| Problem statement |
Omit every image, and transcribe the remaining entries exactly as given.

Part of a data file

** Begin **

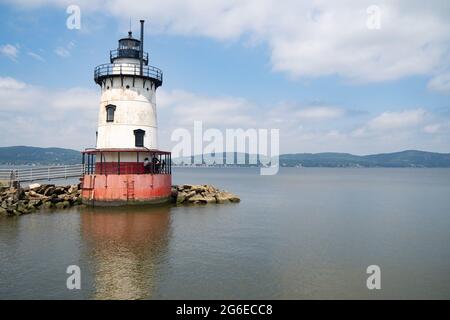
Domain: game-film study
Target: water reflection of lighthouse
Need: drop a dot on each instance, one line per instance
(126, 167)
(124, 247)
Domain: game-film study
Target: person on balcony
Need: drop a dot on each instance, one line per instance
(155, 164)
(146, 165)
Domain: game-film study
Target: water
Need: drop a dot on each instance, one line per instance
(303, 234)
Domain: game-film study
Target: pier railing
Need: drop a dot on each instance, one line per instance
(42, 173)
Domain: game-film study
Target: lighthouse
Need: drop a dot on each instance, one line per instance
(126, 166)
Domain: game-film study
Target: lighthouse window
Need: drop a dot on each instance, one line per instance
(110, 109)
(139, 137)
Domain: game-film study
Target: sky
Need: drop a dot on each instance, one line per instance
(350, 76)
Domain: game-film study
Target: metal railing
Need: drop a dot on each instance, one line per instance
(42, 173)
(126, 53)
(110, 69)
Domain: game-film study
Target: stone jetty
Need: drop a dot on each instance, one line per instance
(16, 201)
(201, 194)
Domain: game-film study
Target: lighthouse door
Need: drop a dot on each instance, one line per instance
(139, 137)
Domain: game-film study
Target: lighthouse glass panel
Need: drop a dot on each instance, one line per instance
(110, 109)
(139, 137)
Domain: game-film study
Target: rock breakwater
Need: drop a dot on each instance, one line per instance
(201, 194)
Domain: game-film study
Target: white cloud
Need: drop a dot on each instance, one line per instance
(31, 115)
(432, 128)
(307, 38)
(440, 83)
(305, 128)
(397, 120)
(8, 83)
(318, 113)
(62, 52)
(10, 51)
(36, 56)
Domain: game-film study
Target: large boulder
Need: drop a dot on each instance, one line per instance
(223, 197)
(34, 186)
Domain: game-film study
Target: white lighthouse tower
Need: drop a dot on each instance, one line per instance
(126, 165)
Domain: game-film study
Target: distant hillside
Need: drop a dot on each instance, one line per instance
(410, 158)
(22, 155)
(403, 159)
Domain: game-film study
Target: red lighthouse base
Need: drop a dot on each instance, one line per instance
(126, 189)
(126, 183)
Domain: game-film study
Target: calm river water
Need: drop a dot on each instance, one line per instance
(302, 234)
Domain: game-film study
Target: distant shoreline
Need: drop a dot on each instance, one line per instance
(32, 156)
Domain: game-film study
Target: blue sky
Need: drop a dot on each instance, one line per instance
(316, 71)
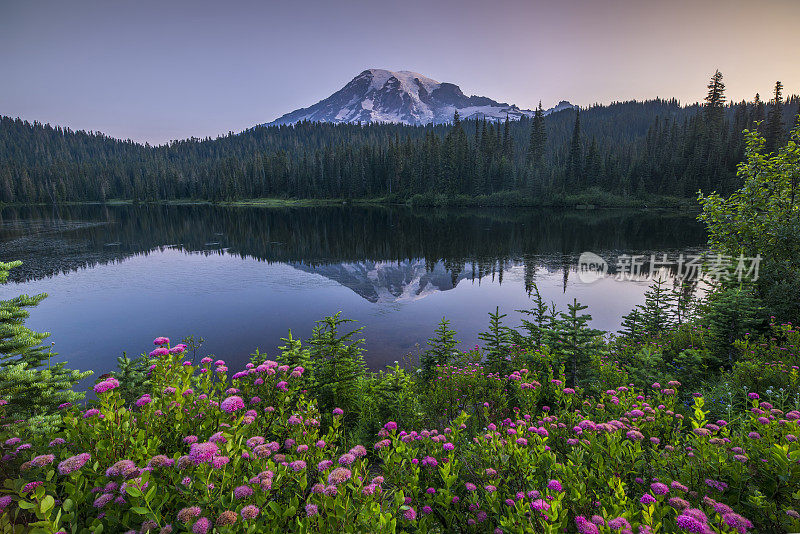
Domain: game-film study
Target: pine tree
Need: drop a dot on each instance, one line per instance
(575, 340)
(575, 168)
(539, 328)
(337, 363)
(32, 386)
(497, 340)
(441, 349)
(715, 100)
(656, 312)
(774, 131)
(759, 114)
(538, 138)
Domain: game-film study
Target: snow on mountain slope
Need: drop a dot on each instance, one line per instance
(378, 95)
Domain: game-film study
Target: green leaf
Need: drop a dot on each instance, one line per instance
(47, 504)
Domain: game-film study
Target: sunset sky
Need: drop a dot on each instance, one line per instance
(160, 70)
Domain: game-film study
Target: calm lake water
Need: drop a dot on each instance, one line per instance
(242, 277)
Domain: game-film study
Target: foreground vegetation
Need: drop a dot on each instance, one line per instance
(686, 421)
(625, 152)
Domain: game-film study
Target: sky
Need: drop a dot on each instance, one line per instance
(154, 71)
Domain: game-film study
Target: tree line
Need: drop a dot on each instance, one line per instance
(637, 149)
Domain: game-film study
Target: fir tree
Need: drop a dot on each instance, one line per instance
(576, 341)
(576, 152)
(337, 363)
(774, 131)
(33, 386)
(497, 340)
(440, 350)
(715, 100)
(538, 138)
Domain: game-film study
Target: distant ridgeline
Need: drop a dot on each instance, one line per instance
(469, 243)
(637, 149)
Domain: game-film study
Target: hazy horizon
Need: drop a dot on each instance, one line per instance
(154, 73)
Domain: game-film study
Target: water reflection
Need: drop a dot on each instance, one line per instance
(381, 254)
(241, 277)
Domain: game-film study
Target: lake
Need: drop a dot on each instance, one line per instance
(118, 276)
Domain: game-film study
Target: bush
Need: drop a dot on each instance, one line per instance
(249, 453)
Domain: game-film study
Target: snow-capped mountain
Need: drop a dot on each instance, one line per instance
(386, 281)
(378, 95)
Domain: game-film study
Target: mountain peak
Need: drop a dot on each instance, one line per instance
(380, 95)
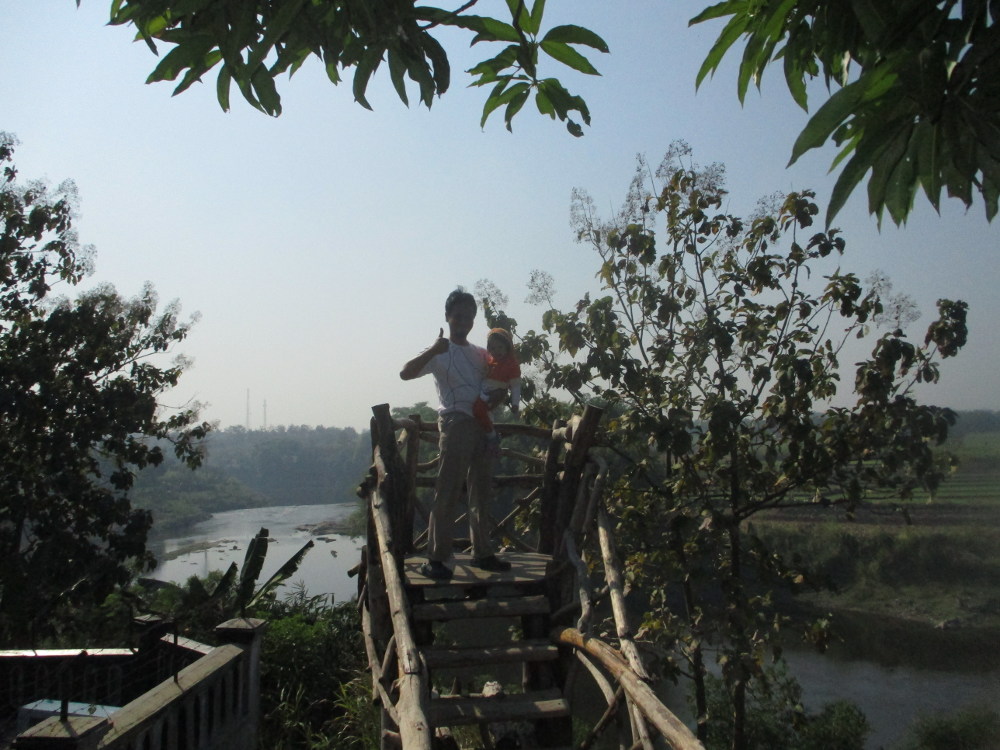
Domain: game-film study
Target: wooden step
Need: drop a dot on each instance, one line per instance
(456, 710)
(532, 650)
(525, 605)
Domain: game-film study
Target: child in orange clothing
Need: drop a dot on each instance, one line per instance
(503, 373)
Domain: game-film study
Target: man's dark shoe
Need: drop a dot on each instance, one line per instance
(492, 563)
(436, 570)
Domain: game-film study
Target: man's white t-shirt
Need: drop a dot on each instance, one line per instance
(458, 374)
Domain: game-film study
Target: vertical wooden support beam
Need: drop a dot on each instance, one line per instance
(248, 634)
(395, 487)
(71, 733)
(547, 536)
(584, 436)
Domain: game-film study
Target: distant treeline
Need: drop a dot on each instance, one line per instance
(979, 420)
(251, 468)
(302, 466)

** End **

| Problem solution |
Domain: game-film study
Target: water reflection of lighthouse
Need: drop a dot on each instance, one line per instance
(126, 167)
(124, 247)
Domain: game-film study
Target: person on balcony
Need: drop a dot on each instance, one line per instance
(155, 164)
(146, 165)
Domain: game-film study
Target: water
Need: drop a dot on each instance, one line per instance
(303, 234)
Domain: game-film study
Target: pier railing
Need: drop a dot on each instance, one line per instance
(42, 173)
Domain: game-film study
Target: lighthouse
Need: drop a dot on each instance, one line per instance
(126, 166)
Domain: game-film study
Target: lighthouse window
Need: drop a dot on each instance, one line per instance
(110, 109)
(139, 137)
Domain: game-film study
Target: sky
Need: drop a dot on each instance, one line per instance
(350, 76)
Domain: game-film study
Target: metal railing
Need: drop a dot on each instance, one line per instance
(42, 173)
(126, 53)
(110, 69)
Domain: game-film study
Target: stone jetty
Need: drop a dot on each instance, one line per instance
(16, 201)
(201, 194)
Domain: game-film study
Target: lighthouse door
Need: drop a dot on each instance, one line per instance
(139, 137)
Domain: game-film study
Target: lighthouse glass panel
Need: drop a dot on each instance, one line per instance
(110, 109)
(139, 137)
Domain: game-film study
Target: rock breakwater
Need: drop a dot on each instance, one line per instance
(201, 194)
Domain: game-film study
Target: white cloud
Need: drop a dot on each instance, one line per instance
(31, 115)
(432, 128)
(307, 38)
(440, 83)
(305, 128)
(397, 120)
(8, 83)
(318, 113)
(62, 52)
(10, 51)
(36, 56)
Domain: game-film study
Target: large boulder
Need: drop a dot on each instance, one line per instance
(223, 197)
(34, 186)
Domain: game-film study
Target: white lighthouse tower
Need: drop a dot on each instance, one line per instance
(126, 165)
Domain: game-film study
Target: distant hillside
Need: drop a dot on each instance, one line per instance
(410, 158)
(22, 155)
(403, 159)
Domain: game-film study
Target: red lighthouse base
Need: drop a dot on each instance, one line per instance
(126, 189)
(126, 183)
Domain: game-film study
Target: calm river water
Need: drop a dot on each instance, one line per instance
(302, 234)
Domain: game-film study
Target: distant shoreline
Need: drop a dot on each instance, one line per instance
(32, 156)
Domain: game-film study
Target: blue sky
Need: drop a dot on each instance, one line per instance
(316, 71)
Domain: game-film study
Target: pine tree
Need: drop a dot on each instance, one line per instance
(575, 340)
(575, 168)
(539, 328)
(337, 363)
(32, 386)
(497, 340)
(441, 349)
(715, 100)
(656, 312)
(774, 131)
(759, 114)
(538, 138)
Domain: game-film study
Target: snow on mountain slope
Need: drop a dot on each instance, one line per instance
(378, 95)
Domain: game-film study
Target: green leaf
Need: drop a dot on each instance, one line per instance
(47, 504)
Domain: game-film study
Target: sunset sky
Need: drop a dot on each instance, one line per instance
(160, 70)
Domain: game-film study
Target: calm lake water
Need: drop a dot on each instance, one line per instance
(242, 277)
Domain: game-film study
Target: foreground vegetation
Need: drop a dot on each instance, one line per instance
(686, 421)
(625, 152)
Domain: game-film study
Target: sky
Need: drop a dot on each instance, one line per instance
(154, 71)
Domain: game-film study
Target: tree line
Need: drop a dot on each instance, one line per instance
(637, 149)
Domain: game-film study
Target: fir tree
Need: drop a dot on each instance, one line per instance
(576, 341)
(576, 152)
(337, 363)
(774, 131)
(33, 386)
(497, 340)
(440, 350)
(715, 100)
(538, 138)
Domain: game-film study
Target: distant ridgeline
Need: drop a dot on each instance, one line per instance
(469, 243)
(637, 149)
Domain: game-film study
Target: hazy horizon
Need: drop a dot on each instance, one line per instance
(154, 73)
Domain: game-film study
Target: water reflection
Need: drop a dot on each instance, one line per instance
(381, 254)
(241, 277)
Domain: game-film study
Target: lake
Need: drop a dot on each instance, one line per instance
(118, 276)
Domain: game-film study
Target: bush
Need: drop a dot on each instance, one line per instance
(249, 453)
Domain: game-film study
Target: snow-capped mountain
Need: drop a dot on each instance, one line per instance
(386, 281)
(378, 95)
Domain: game-film study
Target: mountain peak
Need: drop a dot on each instance, one line per instance
(380, 95)
Domain: game-film study
Target: wooden step
Need: drop a dot on each instance, one line per instance
(456, 710)
(532, 650)
(525, 605)
Domain: game-film study
Target: child in orange clothing
Need: drop a dot on each instance, one line per instance
(503, 373)
Domain: game-film study
Target: man's dark shoe
Need: drop a dot on each instance, one line per instance
(492, 563)
(436, 570)
Domain: game-film study
Target: man's white t-shirt
Need: drop a dot on each instance, one line per instance
(458, 374)
Domain: game-film study
Target: vertical wooden support beam
Need: drop a dot on each instance, one line per instance
(248, 634)
(395, 487)
(71, 733)
(547, 536)
(584, 436)
Domain: game-film study
Target: distant treeline
Need: drop a dot on each instance, one line per instance
(979, 420)
(251, 468)
(302, 466)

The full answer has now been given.